Written problem. Collect every line from the items below that contains the string "white". Treat uppercase and lowercase as different.

Provided records.
========================

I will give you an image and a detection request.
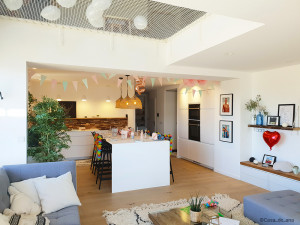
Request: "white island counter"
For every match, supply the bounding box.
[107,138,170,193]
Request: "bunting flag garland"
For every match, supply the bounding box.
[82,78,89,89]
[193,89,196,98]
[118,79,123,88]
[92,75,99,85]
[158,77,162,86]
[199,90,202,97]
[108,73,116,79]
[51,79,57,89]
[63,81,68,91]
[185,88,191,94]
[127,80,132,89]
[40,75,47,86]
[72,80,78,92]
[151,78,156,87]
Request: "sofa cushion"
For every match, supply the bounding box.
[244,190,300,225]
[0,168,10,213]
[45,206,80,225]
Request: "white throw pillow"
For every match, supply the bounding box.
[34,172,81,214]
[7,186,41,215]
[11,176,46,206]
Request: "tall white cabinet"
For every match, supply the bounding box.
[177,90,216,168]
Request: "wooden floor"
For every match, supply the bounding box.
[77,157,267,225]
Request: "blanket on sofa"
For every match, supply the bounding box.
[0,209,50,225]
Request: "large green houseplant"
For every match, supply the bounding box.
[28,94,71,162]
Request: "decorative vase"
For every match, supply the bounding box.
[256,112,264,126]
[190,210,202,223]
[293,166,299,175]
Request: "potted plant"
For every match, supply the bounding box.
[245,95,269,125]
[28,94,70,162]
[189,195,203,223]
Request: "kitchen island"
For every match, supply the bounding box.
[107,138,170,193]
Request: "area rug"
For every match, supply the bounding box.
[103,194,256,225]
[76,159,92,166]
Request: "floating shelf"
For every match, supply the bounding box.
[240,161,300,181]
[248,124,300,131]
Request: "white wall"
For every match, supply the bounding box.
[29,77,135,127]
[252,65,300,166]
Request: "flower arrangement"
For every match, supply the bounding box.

========================

Worked solution.
Request: "white island counter"
Request: "white throw pillow"
Request: "tall white cabinet"
Request: "white wall"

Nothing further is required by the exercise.